→ REQUIRED WORK
Set out every line of the items below as a Markdown table with the columns "Row" and "Content," numbering the rows and skipping blank lines. Omit the pictures from the table.

→ THE RECORDS
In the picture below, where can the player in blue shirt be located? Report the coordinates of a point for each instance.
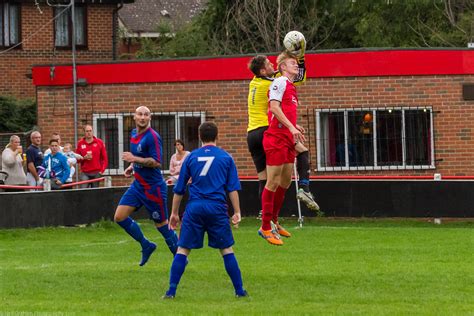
(213, 174)
(148, 189)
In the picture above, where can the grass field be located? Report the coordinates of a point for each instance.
(364, 267)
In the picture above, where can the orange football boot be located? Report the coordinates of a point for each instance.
(283, 232)
(269, 236)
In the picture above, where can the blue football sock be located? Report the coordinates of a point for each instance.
(177, 270)
(170, 237)
(233, 270)
(132, 228)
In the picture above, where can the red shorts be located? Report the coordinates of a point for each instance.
(279, 149)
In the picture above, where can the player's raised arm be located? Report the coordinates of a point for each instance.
(234, 200)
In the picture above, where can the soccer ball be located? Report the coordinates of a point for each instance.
(293, 41)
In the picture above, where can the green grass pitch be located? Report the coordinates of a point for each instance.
(364, 267)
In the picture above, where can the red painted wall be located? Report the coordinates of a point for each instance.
(338, 64)
(219, 86)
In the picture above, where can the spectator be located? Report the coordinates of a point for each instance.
(56, 137)
(176, 161)
(34, 159)
(55, 166)
(12, 162)
(94, 161)
(72, 159)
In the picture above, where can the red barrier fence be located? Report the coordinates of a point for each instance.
(41, 187)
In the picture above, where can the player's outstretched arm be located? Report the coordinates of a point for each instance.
(147, 162)
(275, 108)
(174, 217)
(234, 200)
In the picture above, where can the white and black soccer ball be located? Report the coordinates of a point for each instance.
(293, 40)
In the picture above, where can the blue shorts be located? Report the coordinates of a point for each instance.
(203, 216)
(154, 199)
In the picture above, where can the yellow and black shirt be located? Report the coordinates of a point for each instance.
(258, 97)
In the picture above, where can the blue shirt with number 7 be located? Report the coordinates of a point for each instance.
(212, 172)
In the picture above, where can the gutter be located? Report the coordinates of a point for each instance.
(115, 30)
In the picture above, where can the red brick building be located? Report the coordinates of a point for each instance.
(31, 35)
(392, 112)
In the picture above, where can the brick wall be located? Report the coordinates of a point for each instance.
(39, 48)
(225, 102)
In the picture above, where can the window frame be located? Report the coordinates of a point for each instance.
(375, 166)
(69, 28)
(3, 24)
(120, 117)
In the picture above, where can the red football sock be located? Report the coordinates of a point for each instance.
(267, 208)
(278, 202)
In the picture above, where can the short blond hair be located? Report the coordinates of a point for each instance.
(284, 57)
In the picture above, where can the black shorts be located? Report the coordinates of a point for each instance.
(255, 144)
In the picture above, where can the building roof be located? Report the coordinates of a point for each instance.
(144, 16)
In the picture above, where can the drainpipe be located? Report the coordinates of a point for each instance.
(115, 30)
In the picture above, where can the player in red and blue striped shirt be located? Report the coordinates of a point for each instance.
(149, 188)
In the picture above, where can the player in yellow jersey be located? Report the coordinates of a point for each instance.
(264, 73)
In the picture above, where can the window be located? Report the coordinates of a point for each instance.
(63, 27)
(375, 139)
(115, 129)
(9, 24)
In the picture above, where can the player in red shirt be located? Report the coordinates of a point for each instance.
(279, 143)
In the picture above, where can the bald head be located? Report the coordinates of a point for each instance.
(142, 118)
(35, 138)
(143, 108)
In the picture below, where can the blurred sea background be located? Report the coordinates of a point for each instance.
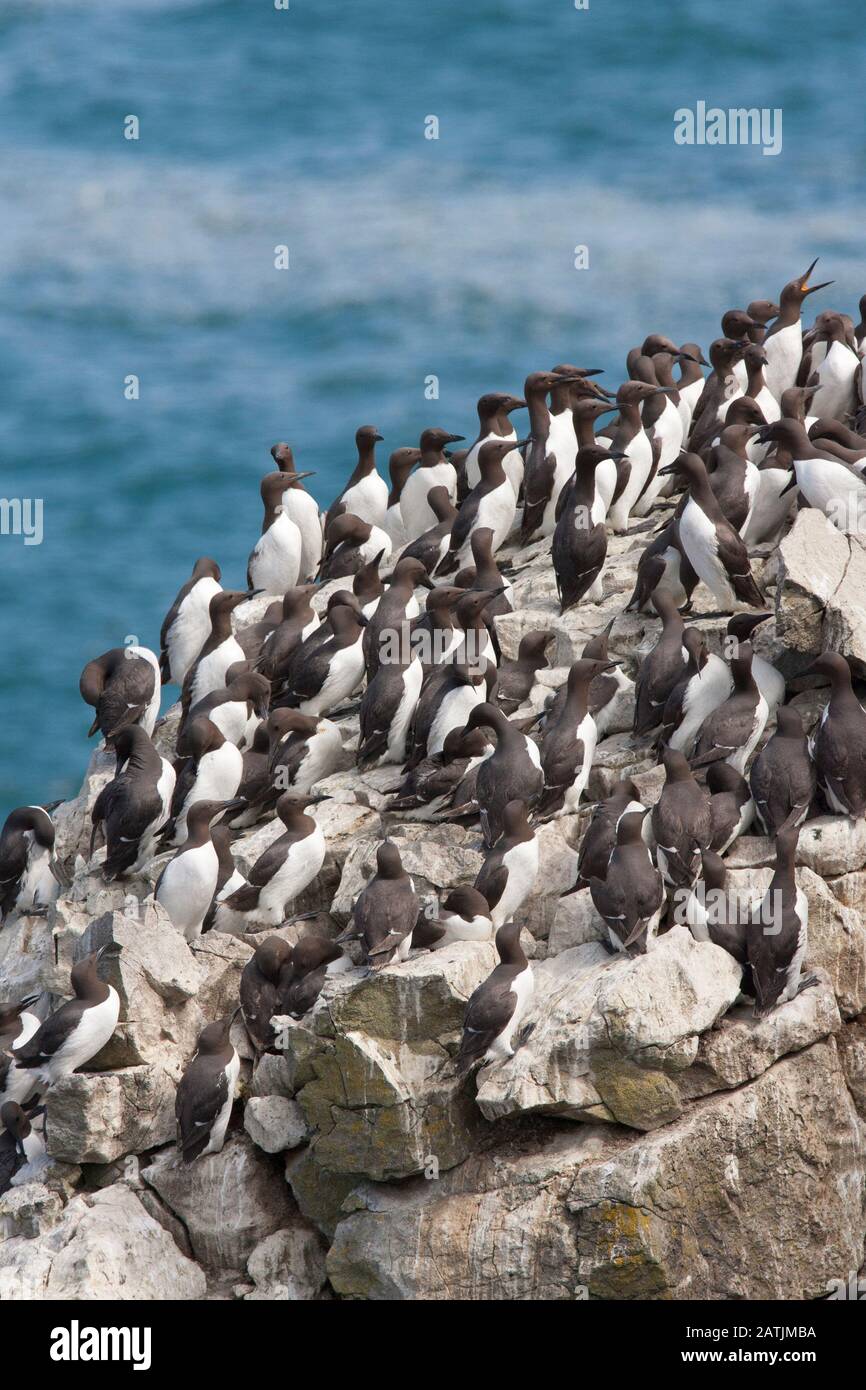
(409, 257)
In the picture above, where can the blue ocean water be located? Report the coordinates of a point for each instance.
(407, 257)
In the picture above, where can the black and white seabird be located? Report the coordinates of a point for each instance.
(733, 730)
(569, 742)
(599, 837)
(385, 911)
(22, 1144)
(733, 477)
(349, 545)
(274, 563)
(837, 374)
(314, 957)
(473, 613)
(713, 546)
(824, 480)
(704, 685)
(681, 823)
(783, 779)
(29, 875)
(510, 773)
(388, 706)
(498, 1007)
(262, 982)
(434, 471)
(367, 585)
(124, 687)
(517, 677)
(302, 509)
(387, 633)
(220, 651)
(323, 679)
(228, 875)
(433, 544)
(663, 565)
(777, 936)
(303, 749)
(366, 492)
(712, 912)
(731, 805)
(638, 463)
(435, 634)
(720, 388)
(464, 915)
(17, 1026)
(210, 772)
(494, 424)
(510, 868)
(77, 1030)
(838, 744)
(549, 455)
(135, 805)
(485, 577)
(205, 1098)
(662, 669)
(491, 505)
(784, 339)
(437, 777)
(186, 623)
(282, 870)
(448, 697)
(399, 466)
(690, 382)
(770, 681)
(235, 710)
(188, 883)
(298, 622)
(580, 538)
(631, 895)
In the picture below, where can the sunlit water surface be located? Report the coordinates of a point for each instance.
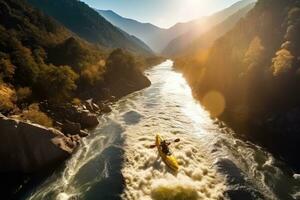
(116, 163)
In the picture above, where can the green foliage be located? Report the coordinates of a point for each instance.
(27, 69)
(23, 94)
(7, 69)
(255, 63)
(93, 73)
(56, 83)
(34, 115)
(120, 62)
(7, 98)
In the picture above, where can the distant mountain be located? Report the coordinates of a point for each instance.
(254, 70)
(190, 41)
(155, 37)
(88, 24)
(158, 38)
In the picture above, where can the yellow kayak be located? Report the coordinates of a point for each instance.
(169, 160)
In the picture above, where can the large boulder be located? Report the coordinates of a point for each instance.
(71, 128)
(87, 119)
(28, 148)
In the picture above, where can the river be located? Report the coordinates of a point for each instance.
(115, 161)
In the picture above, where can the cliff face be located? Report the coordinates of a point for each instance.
(254, 69)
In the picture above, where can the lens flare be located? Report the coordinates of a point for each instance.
(214, 102)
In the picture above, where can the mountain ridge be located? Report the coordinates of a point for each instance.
(158, 38)
(88, 24)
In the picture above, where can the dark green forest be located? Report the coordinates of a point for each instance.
(255, 69)
(42, 60)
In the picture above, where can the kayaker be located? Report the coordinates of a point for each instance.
(165, 147)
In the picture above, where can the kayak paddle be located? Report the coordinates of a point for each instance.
(153, 145)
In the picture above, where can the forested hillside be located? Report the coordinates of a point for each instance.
(42, 60)
(252, 75)
(204, 31)
(88, 24)
(191, 42)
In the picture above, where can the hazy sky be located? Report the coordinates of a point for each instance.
(163, 13)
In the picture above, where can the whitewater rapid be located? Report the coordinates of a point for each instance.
(115, 162)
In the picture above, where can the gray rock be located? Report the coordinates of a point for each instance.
(28, 148)
(71, 128)
(83, 133)
(88, 120)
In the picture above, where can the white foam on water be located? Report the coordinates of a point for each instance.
(147, 177)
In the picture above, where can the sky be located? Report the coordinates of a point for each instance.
(163, 13)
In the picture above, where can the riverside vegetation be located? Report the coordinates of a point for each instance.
(251, 74)
(52, 77)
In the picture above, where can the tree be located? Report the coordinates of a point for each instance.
(57, 83)
(282, 63)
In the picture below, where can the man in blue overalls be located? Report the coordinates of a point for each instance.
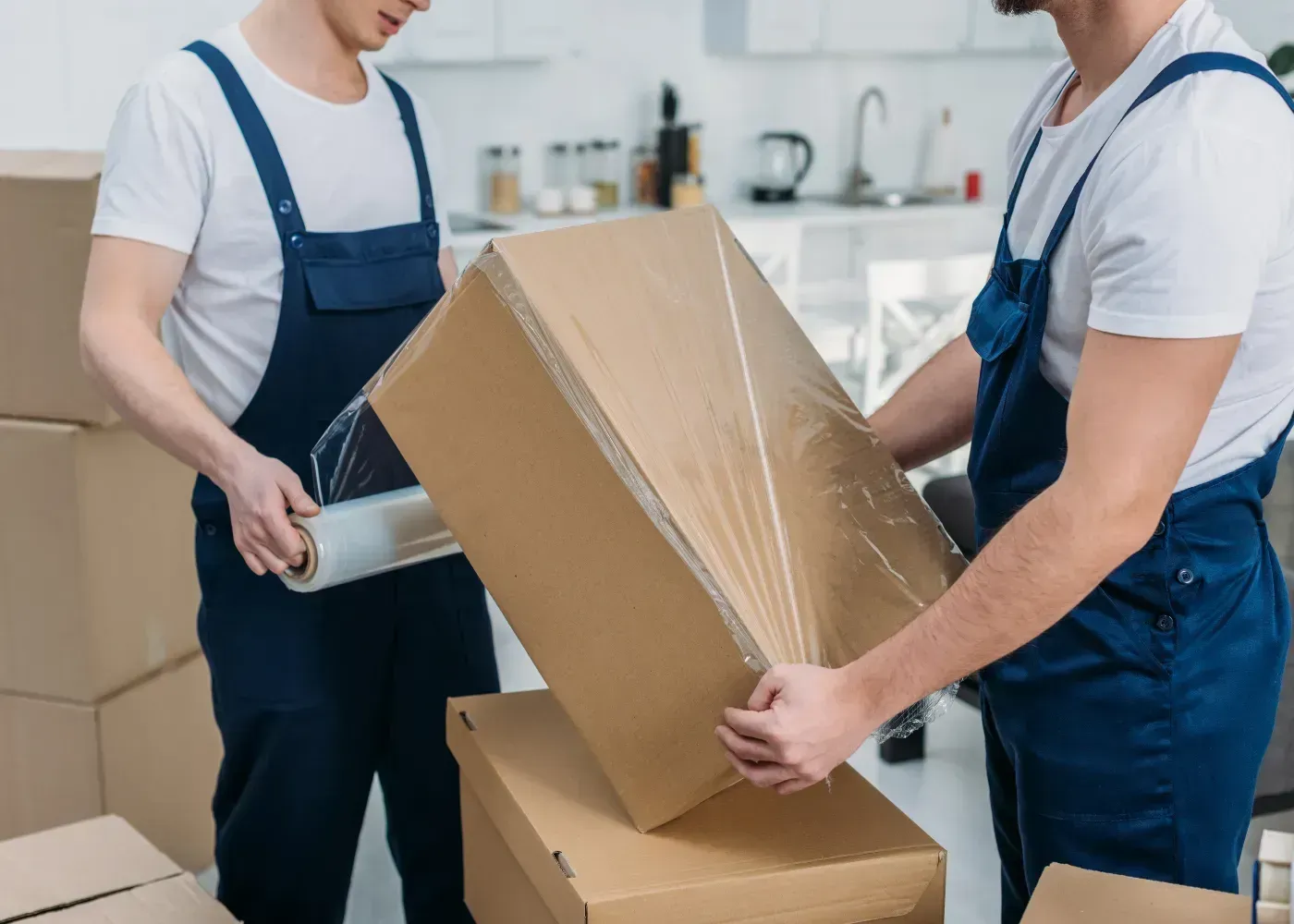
(267, 200)
(1128, 390)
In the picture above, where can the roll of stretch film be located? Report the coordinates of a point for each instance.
(369, 536)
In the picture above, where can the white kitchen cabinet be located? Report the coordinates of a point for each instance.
(763, 26)
(481, 31)
(530, 30)
(888, 28)
(1263, 23)
(450, 31)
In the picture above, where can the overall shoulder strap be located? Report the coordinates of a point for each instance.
(404, 103)
(1032, 149)
(261, 141)
(1180, 68)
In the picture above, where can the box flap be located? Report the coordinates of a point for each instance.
(172, 901)
(741, 855)
(1069, 895)
(75, 863)
(51, 164)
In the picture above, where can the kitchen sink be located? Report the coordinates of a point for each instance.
(888, 198)
(474, 224)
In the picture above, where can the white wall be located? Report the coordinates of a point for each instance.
(64, 65)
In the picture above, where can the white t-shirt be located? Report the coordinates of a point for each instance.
(1184, 229)
(178, 174)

→ THE COMPLETED TASK
| Row | Content |
|---|---|
| 1 | In the picture below, where can the player in blue shirt be located? Report the coordinates of a point for each instance. |
| 2 | (213, 174) |
| 3 | (148, 189) |
| 4 | In the picture above, where can the grass field be located? Report the coordinates of a point for each instance. |
| 5 | (364, 267) |
| 6 | In the picture above, where can the orange football boot be located? Report the coordinates of a point for each instance. |
| 7 | (283, 232) |
| 8 | (269, 236) |
| 9 | In the picture above, where can the blue football sock be located? Report the coordinates of a point for each instance. |
| 10 | (177, 270) |
| 11 | (170, 237) |
| 12 | (233, 270) |
| 13 | (132, 228) |
| 14 | In the picture above, where can the red shorts be located? Report the coordinates of a point for each instance. |
| 15 | (279, 149) |
| 16 | In the picture above, where can the player's raised arm be located? Report the coordinates of a point for each instance. |
| 17 | (234, 200) |
| 18 | In the picture above, where can the soccer ball be located? Report the coordinates of a point for each instance. |
| 19 | (293, 41) |
| 20 | In the picture above, where can the green grass pitch be located? Report the coordinates of a point for each instance. |
| 21 | (364, 267) |
| 22 | In the picture above, where can the red painted wall be located? Report the coordinates of a point for each instance. |
| 23 | (338, 64) |
| 24 | (219, 86) |
| 25 | In the picture above, where can the spectator be located? Report the coordinates of a point for each instance. |
| 26 | (56, 137) |
| 27 | (176, 161) |
| 28 | (34, 159) |
| 29 | (55, 166) |
| 30 | (12, 162) |
| 31 | (94, 161) |
| 32 | (72, 159) |
| 33 | In the picture above, where can the red barrier fence be located? Report the coordinates of a point for each instance. |
| 34 | (41, 187) |
| 35 | In the picture above, where can the player's outstretched arm be located? Report the coordinates of a point for each instance. |
| 36 | (147, 162) |
| 37 | (275, 108) |
| 38 | (174, 217) |
| 39 | (234, 200) |
| 40 | In the picture above, where can the white and black soccer ball be located? Report the coordinates of a point for each instance. |
| 41 | (293, 40) |
| 42 | In the picture above, where can the blue shorts be located? Report the coordinates of a point for each instance. |
| 43 | (203, 216) |
| 44 | (154, 199) |
| 45 | In the picture above, where can the yellow and black shirt be located? Report the coordinates of a point for each instance. |
| 46 | (258, 97) |
| 47 | In the picture above, where can the blue shirt with number 7 be located? Report the coordinates of a point for each instance. |
| 48 | (212, 172) |
| 49 | In the picture above, where can the gutter be located? Report the coordinates of a point for each instance. |
| 50 | (115, 30) |
| 51 | In the picture above, where can the red brick building be located? Report the coordinates of a point for each instance. |
| 52 | (31, 35) |
| 53 | (392, 112) |
| 54 | In the picture above, where can the brick wall be located? Report the coordinates of a point for each instance. |
| 55 | (39, 48) |
| 56 | (225, 102) |
| 57 | In the picture above, where can the window frame be located? Report the coordinates of a point for each instance. |
| 58 | (375, 166) |
| 59 | (69, 28) |
| 60 | (3, 24) |
| 61 | (120, 117) |
| 62 | In the picture above, where can the red football sock be located? Report the coordinates of a point for each instance. |
| 63 | (267, 208) |
| 64 | (278, 202) |
| 65 | In the picture above, where can the short blond hair be located? Report the coordinates of a point for each instance. |
| 66 | (284, 57) |
| 67 | In the picture above, where can the black shorts be located? Report the coordinates of a point for each instance. |
| 68 | (255, 144) |
| 69 | In the picture above, where can the building roof be located? Report the coordinates of a point for each instance. |
| 70 | (144, 16) |
| 71 | In the picture above, where can the drainpipe be located? Report the coordinates of a point for each instance. |
| 72 | (115, 30) |
| 73 | In the picture above, where can the player in red and blue striped shirt be located? Report the coordinates of a point for each instance. |
| 74 | (149, 188) |
| 75 | In the picture above, where can the player in yellow jersey be located? Report the coordinates of a point for each instance. |
| 76 | (264, 73) |
| 77 | In the picture above, where can the window be located? Report the coordinates of a point for each instance. |
| 78 | (63, 27) |
| 79 | (375, 139) |
| 80 | (115, 129) |
| 81 | (9, 24) |
| 82 | In the picture above, where can the player in red shirt be located? Report the coordinates of a point for each instance. |
| 83 | (279, 143) |
| 84 | In the picture above, where can the bald head be located? Report the coordinates of a point for each instance. |
| 85 | (142, 118) |
| 86 | (35, 138) |
| 87 | (143, 108) |
| 88 | In the picture below, where can the blurred sea background be located? Report the coordinates of a point for each instance. |
| 89 | (409, 257) |
| 90 | In the picture above, where can the blue ocean water be located? Report the coordinates of a point for each instance. |
| 91 | (407, 257) |
| 92 | In the picture above, where can the black and white seabird be located? Report the coordinates of a point for each instance. |
| 93 | (733, 730) |
| 94 | (569, 742) |
| 95 | (599, 837) |
| 96 | (385, 911) |
| 97 | (22, 1144) |
| 98 | (733, 477) |
| 99 | (349, 545) |
| 100 | (274, 563) |
| 101 | (837, 374) |
| 102 | (314, 957) |
| 103 | (473, 613) |
| 104 | (713, 546) |
| 105 | (824, 480) |
| 106 | (704, 685) |
| 107 | (681, 823) |
| 108 | (783, 779) |
| 109 | (29, 875) |
| 110 | (510, 773) |
| 111 | (388, 706) |
| 112 | (498, 1007) |
| 113 | (262, 982) |
| 114 | (434, 471) |
| 115 | (367, 585) |
| 116 | (124, 687) |
| 117 | (517, 677) |
| 118 | (302, 509) |
| 119 | (387, 633) |
| 120 | (220, 651) |
| 121 | (323, 679) |
| 122 | (228, 875) |
| 123 | (433, 544) |
| 124 | (663, 565) |
| 125 | (777, 936) |
| 126 | (303, 749) |
| 127 | (366, 492) |
| 128 | (712, 912) |
| 129 | (731, 805) |
| 130 | (638, 463) |
| 131 | (435, 634) |
| 132 | (720, 388) |
| 133 | (464, 915) |
| 134 | (17, 1026) |
| 135 | (210, 772) |
| 136 | (494, 424) |
| 137 | (510, 868) |
| 138 | (77, 1030) |
| 139 | (838, 744) |
| 140 | (549, 455) |
| 141 | (135, 805) |
| 142 | (485, 577) |
| 143 | (205, 1098) |
| 144 | (662, 669) |
| 145 | (491, 505) |
| 146 | (784, 339) |
| 147 | (437, 777) |
| 148 | (186, 623) |
| 149 | (282, 870) |
| 150 | (448, 697) |
| 151 | (399, 466) |
| 152 | (690, 382) |
| 153 | (770, 681) |
| 154 | (235, 710) |
| 155 | (188, 883) |
| 156 | (298, 622) |
| 157 | (580, 538) |
| 158 | (631, 895) |
| 159 | In the picture below, where can the sunlit water surface be located? Report the coordinates of a point for each instance. |
| 160 | (116, 163) |
| 161 | In the picture above, where can the green foliage be located? Report the coordinates of a point for each instance. |
| 162 | (27, 69) |
| 163 | (23, 94) |
| 164 | (7, 69) |
| 165 | (255, 63) |
| 166 | (93, 73) |
| 167 | (56, 83) |
| 168 | (34, 115) |
| 169 | (120, 62) |
| 170 | (7, 98) |
| 171 | In the picture above, where can the distant mountain be located? Report the coordinates of a point for each instance. |
| 172 | (254, 70) |
| 173 | (190, 41) |
| 174 | (155, 37) |
| 175 | (88, 24) |
| 176 | (158, 38) |
| 177 | In the picture above, where can the yellow kayak be located? Report the coordinates of a point for each instance. |
| 178 | (169, 160) |
| 179 | In the picture above, where can the large boulder be located? Report the coordinates of a point for each instance. |
| 180 | (71, 128) |
| 181 | (87, 119) |
| 182 | (28, 148) |
| 183 | In the picture above, where can the river be located? Report the coordinates of a point for each instance. |
| 184 | (115, 161) |
| 185 | In the picture above, where can the cliff face be located? Report the coordinates of a point for each instance. |
| 186 | (254, 69) |
| 187 | In the picture above, where can the lens flare be located? Report the coordinates of a point for each instance. |
| 188 | (214, 102) |
| 189 | In the picture above, where can the mountain ridge be located? Report the coordinates of a point for each instance. |
| 190 | (158, 38) |
| 191 | (88, 24) |
| 192 | In the picture above, where can the dark green forest be located? Report the coordinates of a point for each instance. |
| 193 | (255, 69) |
| 194 | (42, 60) |
| 195 | In the picture above, where can the kayaker be located? Report the coordinates of a point for each instance. |
| 196 | (165, 147) |
| 197 | In the picture above, where can the kayak paddle be located? Report the coordinates of a point for each instance. |
| 198 | (153, 145) |
| 199 | In the picture above, where can the forested hillside be located? Report the coordinates of a point for each instance. |
| 200 | (42, 60) |
| 201 | (252, 75) |
| 202 | (204, 31) |
| 203 | (88, 24) |
| 204 | (191, 42) |
| 205 | In the picture above, where can the hazy sky be located? Report the coordinates of a point for each instance. |
| 206 | (163, 13) |
| 207 | In the picture above, where can the whitewater rapid be located? Report the coordinates of a point for each instance. |
| 208 | (115, 162) |
| 209 | In the picture above, where can the gray rock be located? Report the coordinates of a point for each instance. |
| 210 | (28, 148) |
| 211 | (71, 128) |
| 212 | (83, 133) |
| 213 | (88, 120) |
| 214 | In the picture above, where can the white foam on water be located? Report the coordinates of a point for each instance. |
| 215 | (147, 177) |
| 216 | In the picture above, where can the sky be located? Report the coordinates of a point for each instance. |
| 217 | (163, 13) |
| 218 | In the picture above, where can the riverside vegetation be located? Report the coordinates of a point for each instance. |
| 219 | (251, 74) |
| 220 | (52, 77) |
| 221 | In the picture above, where can the tree be located? Report the coordinates of a point for each instance. |
| 222 | (57, 83) |
| 223 | (282, 63) |
| 224 | In the picture below, where can the man in blue overalls be located? Report the coordinates of a point for each instance. |
| 225 | (267, 200) |
| 226 | (1128, 390) |
| 227 | In the picture above, where can the roll of stretch film be located? Report the coordinates of a point for each instance. |
| 228 | (369, 536) |
| 229 | In the picture above, where can the white kitchen cabinet be located? Report the coordinates of a point for each instance. |
| 230 | (763, 26) |
| 231 | (481, 31) |
| 232 | (530, 30) |
| 233 | (888, 28) |
| 234 | (1263, 23) |
| 235 | (450, 31) |
| 236 | In the picture above, where can the overall shoulder strap be located? Report the coordinates of a point for each instance. |
| 237 | (404, 103) |
| 238 | (1032, 149) |
| 239 | (261, 141) |
| 240 | (1180, 68) |
| 241 | In the picture above, where can the box flap be located? Report the coordinates of a point for each instance. |
| 242 | (172, 901) |
| 243 | (741, 855) |
| 244 | (1069, 895) |
| 245 | (75, 863) |
| 246 | (51, 164) |
| 247 | In the picture above, where can the kitchen sink be located? Report the coordinates of a point for each instance. |
| 248 | (888, 198) |
| 249 | (474, 224) |
| 250 | In the picture above, where can the white wall be located? Report the coordinates of a point for each instance. |
| 251 | (64, 65) |
| 252 | In the picture above, where can the white t-shirt be located? Report the coordinates of a point for each instance. |
| 253 | (1184, 229) |
| 254 | (178, 174) |